What you should do —
When a line below holds the string "ponytail", show that line.

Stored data
______________________________

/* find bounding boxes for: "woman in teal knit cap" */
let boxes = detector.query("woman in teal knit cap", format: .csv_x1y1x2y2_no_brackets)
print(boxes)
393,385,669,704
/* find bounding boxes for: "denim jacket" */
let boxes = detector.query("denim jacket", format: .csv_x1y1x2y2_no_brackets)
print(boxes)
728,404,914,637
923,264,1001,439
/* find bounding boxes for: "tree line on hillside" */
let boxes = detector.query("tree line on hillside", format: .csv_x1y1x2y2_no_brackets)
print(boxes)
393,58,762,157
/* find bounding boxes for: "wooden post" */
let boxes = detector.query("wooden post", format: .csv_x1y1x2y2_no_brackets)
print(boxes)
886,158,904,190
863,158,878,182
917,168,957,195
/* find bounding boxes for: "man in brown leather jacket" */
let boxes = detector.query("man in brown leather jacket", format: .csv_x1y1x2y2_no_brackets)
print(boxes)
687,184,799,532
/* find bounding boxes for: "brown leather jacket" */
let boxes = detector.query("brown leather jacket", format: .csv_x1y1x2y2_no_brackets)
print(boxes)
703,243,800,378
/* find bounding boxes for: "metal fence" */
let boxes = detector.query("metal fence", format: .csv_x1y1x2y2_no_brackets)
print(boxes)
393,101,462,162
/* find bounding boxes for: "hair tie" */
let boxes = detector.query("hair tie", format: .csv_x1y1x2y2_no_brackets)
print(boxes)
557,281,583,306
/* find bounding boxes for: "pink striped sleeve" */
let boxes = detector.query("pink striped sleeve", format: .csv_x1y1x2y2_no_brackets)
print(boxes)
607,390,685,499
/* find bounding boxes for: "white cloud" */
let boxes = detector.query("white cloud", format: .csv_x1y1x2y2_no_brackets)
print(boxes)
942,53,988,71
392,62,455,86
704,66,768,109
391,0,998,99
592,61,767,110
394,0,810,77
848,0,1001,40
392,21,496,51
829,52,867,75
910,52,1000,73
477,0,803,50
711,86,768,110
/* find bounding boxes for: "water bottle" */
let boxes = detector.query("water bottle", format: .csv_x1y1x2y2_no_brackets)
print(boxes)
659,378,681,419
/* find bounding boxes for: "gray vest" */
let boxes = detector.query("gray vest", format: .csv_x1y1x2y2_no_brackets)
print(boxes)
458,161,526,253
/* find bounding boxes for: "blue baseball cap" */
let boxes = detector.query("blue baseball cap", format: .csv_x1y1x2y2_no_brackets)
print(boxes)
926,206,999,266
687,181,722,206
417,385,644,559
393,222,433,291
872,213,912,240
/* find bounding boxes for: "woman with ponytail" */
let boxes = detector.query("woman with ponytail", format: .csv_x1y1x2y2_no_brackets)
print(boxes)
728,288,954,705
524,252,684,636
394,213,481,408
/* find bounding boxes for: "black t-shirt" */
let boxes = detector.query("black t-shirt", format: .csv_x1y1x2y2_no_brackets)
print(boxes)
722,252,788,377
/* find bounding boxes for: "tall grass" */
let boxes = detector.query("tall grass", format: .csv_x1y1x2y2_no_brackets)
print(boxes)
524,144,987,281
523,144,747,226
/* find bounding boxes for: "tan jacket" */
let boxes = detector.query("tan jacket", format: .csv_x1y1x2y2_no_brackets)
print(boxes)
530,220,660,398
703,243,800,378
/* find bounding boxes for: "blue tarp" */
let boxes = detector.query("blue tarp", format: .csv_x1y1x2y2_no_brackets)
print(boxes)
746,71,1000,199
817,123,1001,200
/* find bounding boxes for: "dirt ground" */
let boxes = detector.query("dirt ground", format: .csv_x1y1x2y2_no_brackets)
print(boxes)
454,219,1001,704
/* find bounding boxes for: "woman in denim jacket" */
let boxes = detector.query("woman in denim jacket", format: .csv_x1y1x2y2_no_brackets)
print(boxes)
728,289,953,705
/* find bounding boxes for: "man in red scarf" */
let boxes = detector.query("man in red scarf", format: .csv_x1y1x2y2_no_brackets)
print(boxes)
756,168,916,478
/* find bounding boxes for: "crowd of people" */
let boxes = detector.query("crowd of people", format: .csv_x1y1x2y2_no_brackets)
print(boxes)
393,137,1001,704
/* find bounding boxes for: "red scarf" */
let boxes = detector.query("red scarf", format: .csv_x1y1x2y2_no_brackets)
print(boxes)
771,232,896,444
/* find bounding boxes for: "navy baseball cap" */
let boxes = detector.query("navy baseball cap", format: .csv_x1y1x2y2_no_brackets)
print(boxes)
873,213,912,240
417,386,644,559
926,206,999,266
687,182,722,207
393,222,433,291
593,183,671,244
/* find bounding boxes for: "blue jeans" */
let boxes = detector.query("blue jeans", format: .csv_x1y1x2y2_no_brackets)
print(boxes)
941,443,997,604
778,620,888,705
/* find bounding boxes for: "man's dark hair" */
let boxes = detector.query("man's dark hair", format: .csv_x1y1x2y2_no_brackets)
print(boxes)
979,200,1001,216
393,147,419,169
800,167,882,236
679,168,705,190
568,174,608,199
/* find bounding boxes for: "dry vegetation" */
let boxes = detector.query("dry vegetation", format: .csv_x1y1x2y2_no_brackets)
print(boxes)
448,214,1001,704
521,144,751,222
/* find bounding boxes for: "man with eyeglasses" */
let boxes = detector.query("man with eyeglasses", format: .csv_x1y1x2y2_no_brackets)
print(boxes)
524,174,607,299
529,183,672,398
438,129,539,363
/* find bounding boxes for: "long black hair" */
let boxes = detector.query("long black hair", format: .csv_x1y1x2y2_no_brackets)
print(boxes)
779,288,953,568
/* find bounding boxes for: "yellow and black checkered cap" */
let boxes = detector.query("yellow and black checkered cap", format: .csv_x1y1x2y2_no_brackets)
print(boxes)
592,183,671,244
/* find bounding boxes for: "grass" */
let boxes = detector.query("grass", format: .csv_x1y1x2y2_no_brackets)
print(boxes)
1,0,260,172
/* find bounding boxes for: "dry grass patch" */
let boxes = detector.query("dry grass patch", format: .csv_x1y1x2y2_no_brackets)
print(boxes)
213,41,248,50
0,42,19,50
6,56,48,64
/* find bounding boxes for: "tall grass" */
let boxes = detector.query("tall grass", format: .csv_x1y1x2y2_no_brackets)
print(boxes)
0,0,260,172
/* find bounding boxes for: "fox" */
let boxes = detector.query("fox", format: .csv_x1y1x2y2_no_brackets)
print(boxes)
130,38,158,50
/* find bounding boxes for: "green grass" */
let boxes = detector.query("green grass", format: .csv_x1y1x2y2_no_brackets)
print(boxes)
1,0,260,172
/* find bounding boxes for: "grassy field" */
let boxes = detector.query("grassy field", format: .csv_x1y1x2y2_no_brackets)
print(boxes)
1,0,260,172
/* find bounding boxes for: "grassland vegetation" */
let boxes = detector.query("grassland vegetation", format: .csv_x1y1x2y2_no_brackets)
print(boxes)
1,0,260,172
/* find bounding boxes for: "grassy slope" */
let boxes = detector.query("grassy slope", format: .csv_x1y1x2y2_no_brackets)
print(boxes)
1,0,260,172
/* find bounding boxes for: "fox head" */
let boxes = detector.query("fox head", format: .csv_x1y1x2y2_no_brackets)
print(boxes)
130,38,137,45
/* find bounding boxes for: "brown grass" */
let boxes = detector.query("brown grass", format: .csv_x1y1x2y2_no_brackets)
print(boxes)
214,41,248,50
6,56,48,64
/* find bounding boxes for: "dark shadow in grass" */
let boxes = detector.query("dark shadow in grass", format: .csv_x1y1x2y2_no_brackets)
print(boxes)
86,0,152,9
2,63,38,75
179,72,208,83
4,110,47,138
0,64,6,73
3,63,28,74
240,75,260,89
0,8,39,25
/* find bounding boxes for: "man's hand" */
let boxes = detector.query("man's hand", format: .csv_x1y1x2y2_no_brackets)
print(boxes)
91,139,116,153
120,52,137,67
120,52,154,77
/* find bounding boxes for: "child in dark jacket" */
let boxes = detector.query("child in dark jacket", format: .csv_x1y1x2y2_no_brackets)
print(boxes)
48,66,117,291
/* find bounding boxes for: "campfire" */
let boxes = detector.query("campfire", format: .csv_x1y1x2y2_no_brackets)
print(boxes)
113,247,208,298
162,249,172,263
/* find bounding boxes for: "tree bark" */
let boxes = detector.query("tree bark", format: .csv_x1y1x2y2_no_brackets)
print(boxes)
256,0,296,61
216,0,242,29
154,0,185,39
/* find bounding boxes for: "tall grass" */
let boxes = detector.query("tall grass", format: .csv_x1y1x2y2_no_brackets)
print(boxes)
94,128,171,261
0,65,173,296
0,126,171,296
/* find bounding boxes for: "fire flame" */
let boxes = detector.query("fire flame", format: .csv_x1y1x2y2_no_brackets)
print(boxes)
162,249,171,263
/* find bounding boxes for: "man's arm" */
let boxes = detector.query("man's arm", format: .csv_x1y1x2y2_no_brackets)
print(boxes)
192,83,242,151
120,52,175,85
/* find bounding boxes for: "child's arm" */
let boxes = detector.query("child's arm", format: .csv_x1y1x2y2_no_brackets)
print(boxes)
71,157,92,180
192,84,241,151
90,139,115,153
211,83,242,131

______________________________

Response box —
/* find bounding boxes for: "woman with ponytail" */
let boxes = detector.query("woman with ponytail", format: .csv_x1y1x2y2_no_brackets)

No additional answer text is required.